<<<<

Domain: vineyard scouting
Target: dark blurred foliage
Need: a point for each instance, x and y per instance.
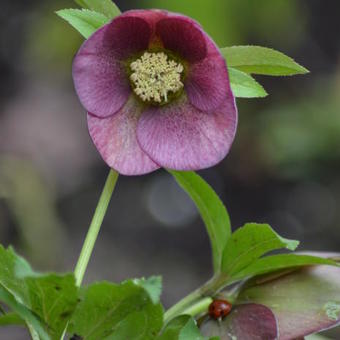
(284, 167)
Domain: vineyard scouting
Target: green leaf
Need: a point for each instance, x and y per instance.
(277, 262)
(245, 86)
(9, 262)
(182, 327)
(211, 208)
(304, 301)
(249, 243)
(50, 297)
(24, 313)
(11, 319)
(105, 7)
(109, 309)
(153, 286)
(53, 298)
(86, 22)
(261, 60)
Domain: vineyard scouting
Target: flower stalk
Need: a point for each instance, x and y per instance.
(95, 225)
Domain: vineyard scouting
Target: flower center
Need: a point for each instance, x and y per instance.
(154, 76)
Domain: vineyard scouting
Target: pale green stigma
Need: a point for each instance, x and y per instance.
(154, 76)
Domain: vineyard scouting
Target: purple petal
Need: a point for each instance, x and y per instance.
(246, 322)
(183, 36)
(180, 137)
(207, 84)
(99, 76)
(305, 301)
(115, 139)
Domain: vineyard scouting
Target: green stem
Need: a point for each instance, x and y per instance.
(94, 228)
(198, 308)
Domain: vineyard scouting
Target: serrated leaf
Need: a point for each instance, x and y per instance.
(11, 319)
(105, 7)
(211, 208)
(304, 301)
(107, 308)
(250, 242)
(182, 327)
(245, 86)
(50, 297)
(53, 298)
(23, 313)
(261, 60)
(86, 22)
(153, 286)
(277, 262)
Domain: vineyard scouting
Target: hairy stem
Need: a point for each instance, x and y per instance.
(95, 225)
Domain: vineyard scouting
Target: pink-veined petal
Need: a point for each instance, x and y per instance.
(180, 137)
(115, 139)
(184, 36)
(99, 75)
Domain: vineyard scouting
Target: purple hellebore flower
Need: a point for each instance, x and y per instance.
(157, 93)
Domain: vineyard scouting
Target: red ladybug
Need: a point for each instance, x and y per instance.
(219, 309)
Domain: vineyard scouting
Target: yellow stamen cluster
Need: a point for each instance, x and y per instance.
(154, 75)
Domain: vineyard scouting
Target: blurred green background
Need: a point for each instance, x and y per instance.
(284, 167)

>>>>
<<<<

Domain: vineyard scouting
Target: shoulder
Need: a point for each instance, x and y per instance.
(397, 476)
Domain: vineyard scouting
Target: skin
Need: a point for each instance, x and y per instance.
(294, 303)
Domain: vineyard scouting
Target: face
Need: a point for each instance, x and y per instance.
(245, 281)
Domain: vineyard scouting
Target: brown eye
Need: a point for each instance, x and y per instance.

>>>>

- What the exercise asks: Find each line in the data above with the word "leaf", then copy it.

- Exercise result:
Target: green leaf
Target: serrated leaf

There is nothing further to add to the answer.